### Instruction A
From the passage on Executive Order 9066, repeat everything from "The second thing" down to "not act on it.", word for word.
### Instruction B
Name each place that the passage on Executive Order 9066 mentions by name, listing each only once.

### Page excerpt
◇ ◇ ◇ ◇ ◇ ◇ ◇
The second thing to say about arguments of those who defend Executive Order 9066 is that they have the burden of proof not only that evidence of an actual threat existed (as they claim the MAGIC cables do—-a claim I have previously called into serious question) but that it guided the conduct of those in government. This must be shown by direct evidence. It cannot simply be assumed, with the burden of proof on the other side. The 9/11 commission’s work demonstrates the fallacy of saying that since documentary evidence existed, and that government officials had access to it, they must have seen it and reacted accordingly—-the President and his advisors had access to evidence that Al-Qaida planned to attack but did not act on it.

Similarly, arguments claiming to be based solely on evidence available at the time must not beg the question of intent. To put it simply, people have a tendency to find what they look for--if Japan appeared to Americans to be a bigger threat than Germany, it was a natural result of the fact that government leaders had concentrated their prewar efforts on investigating Japan. One is reminded of the military chiefs at Pearl Harbor who were so fixed on combating the imagined threat of sabotage by local Japanese Americans that they clustered American aircraft on the ground, with the result that American aviation was wiped out by Japanese bombers in the first stages of the attack.

Finally, the existence of a plausible threat does not foreclose judgment of the government’s response based on the nature of the actions. That is, even assuming for the sake of argument that the Army acted in response to a genuine concern about disloyalty by Japanese Americans, we can say that racism or hysteria informed its response if its actions were disproportionate or arbitrary--for the historian, all is NOT fair in love and war. The Army chiefs assumed that people of Japanese ancestry posed an undifferentiated threat and made no serious effort to devise a more limited policy or to balance evacuation against other defense needs (such as farm produce). Indeed, since the West Coast military summarily moved out all people of Japanese ancestry, including babies and orphans who could not conceivably have been connected to Japan, the claims for military necessity must be questioned.
◇ ◇ ◇ ◇ ◇ ◇ ◇
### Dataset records
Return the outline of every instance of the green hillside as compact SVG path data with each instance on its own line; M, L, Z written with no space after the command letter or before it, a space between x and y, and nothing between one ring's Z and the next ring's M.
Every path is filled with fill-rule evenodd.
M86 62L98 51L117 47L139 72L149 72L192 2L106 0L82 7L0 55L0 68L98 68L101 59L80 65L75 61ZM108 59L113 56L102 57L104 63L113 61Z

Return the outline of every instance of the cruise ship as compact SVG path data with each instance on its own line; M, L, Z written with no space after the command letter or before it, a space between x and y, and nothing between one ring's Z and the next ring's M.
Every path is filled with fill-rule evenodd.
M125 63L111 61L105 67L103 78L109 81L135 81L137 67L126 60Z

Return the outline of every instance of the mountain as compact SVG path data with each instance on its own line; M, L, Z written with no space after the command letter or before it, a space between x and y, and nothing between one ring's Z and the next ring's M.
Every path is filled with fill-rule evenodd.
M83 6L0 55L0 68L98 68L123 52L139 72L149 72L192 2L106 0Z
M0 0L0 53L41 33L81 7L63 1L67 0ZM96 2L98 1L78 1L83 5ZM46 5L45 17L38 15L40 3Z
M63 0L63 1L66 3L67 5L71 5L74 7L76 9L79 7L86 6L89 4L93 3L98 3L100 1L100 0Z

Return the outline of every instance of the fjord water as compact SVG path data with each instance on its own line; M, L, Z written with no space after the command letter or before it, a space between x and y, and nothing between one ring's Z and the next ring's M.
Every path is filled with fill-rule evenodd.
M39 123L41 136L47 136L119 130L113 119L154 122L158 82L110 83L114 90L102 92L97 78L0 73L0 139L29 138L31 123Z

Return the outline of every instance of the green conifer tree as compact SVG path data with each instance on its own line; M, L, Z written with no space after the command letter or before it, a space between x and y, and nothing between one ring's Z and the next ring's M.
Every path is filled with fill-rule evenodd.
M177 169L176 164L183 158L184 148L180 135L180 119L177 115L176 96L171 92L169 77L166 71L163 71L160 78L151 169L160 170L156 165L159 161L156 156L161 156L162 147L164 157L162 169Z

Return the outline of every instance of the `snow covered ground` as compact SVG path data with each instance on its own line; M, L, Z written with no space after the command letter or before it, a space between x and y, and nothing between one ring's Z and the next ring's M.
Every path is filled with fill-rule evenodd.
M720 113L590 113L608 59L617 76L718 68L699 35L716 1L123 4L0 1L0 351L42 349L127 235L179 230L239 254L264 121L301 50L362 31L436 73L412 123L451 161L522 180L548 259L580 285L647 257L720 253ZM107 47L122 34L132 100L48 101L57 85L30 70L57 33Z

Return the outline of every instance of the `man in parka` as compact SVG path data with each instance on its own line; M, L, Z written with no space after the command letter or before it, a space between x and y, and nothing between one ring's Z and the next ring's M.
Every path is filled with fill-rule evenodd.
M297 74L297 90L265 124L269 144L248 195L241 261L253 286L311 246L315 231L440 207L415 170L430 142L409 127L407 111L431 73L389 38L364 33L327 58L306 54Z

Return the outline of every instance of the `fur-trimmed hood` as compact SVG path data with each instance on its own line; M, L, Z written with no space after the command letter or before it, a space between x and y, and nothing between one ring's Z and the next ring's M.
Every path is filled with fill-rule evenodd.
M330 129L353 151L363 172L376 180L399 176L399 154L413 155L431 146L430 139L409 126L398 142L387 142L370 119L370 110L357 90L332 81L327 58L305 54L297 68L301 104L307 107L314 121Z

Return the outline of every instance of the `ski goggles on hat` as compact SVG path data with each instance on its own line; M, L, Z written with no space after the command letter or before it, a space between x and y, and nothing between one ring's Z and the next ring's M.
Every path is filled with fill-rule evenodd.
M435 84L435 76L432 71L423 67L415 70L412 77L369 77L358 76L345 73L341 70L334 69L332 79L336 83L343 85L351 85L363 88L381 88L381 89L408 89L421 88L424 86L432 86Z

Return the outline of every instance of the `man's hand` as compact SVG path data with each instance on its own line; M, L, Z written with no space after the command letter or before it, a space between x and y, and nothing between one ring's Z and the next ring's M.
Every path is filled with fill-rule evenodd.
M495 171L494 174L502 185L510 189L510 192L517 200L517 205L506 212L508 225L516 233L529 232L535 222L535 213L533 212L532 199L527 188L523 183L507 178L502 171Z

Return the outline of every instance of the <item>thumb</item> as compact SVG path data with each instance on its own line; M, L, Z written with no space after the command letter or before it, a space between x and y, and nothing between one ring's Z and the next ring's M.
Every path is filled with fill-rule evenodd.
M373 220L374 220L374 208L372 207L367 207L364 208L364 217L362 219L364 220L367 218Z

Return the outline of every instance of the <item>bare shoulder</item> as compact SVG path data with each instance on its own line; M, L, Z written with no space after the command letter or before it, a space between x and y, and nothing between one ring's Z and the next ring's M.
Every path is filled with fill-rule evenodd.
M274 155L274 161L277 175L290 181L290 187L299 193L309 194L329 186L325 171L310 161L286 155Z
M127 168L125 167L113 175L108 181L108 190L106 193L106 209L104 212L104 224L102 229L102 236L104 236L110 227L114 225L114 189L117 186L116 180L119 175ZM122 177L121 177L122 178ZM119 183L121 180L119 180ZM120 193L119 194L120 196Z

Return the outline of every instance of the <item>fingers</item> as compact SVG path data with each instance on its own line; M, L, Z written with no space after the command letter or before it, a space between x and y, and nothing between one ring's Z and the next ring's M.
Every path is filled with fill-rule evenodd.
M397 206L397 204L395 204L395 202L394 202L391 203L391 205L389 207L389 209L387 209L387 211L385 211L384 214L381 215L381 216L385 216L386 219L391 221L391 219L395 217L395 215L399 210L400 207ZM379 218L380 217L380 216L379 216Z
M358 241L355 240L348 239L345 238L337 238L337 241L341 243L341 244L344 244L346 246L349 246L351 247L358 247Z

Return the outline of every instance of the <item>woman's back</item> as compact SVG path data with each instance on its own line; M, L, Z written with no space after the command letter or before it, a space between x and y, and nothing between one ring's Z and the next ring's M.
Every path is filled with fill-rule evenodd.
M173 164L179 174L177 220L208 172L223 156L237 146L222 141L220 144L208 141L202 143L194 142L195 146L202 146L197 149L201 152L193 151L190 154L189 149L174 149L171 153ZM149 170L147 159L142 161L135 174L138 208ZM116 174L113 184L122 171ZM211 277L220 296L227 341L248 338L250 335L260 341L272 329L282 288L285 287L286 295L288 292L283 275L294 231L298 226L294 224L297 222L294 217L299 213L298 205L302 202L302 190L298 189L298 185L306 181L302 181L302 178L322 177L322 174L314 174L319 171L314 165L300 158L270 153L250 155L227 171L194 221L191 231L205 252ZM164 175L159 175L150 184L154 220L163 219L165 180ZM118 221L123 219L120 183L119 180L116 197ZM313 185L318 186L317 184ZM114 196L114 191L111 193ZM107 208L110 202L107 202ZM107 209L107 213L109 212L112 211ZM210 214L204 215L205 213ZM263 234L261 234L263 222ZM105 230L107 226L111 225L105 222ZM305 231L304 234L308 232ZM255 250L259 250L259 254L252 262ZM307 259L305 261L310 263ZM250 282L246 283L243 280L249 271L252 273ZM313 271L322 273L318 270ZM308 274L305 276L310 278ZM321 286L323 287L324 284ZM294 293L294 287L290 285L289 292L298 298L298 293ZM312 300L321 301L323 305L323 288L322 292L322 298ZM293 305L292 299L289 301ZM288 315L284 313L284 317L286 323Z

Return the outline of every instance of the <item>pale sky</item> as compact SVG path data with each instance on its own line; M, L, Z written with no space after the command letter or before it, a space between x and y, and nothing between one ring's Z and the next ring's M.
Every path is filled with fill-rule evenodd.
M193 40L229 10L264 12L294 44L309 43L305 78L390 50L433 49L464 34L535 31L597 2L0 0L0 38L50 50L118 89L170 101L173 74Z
◇ ◇ ◇ ◇ ◇ ◇ ◇
### Correct answer A
The second thing to say about arguments of those who defend Executive Order 9066 is that they have the burden of proof not only that evidence of an actual threat existed (as they claim the MAGIC cables do—-a claim I have previously called into serious question) but that it guided the conduct of those in government. This must be shown by direct evidence. It cannot simply be assumed, with the burden of proof on the other side. The 9/11 commission’s work demonstrates the fallacy of saying that since documentary evidence existed, and that government officials had access to it, they must have seen it and reacted accordingly—-the President and his advisors had access to evidence that Al-Qaida planned to attack but did not act on it.

### Correct answer B
- Japan
- Germany
- Pearl Harbor
- West Coast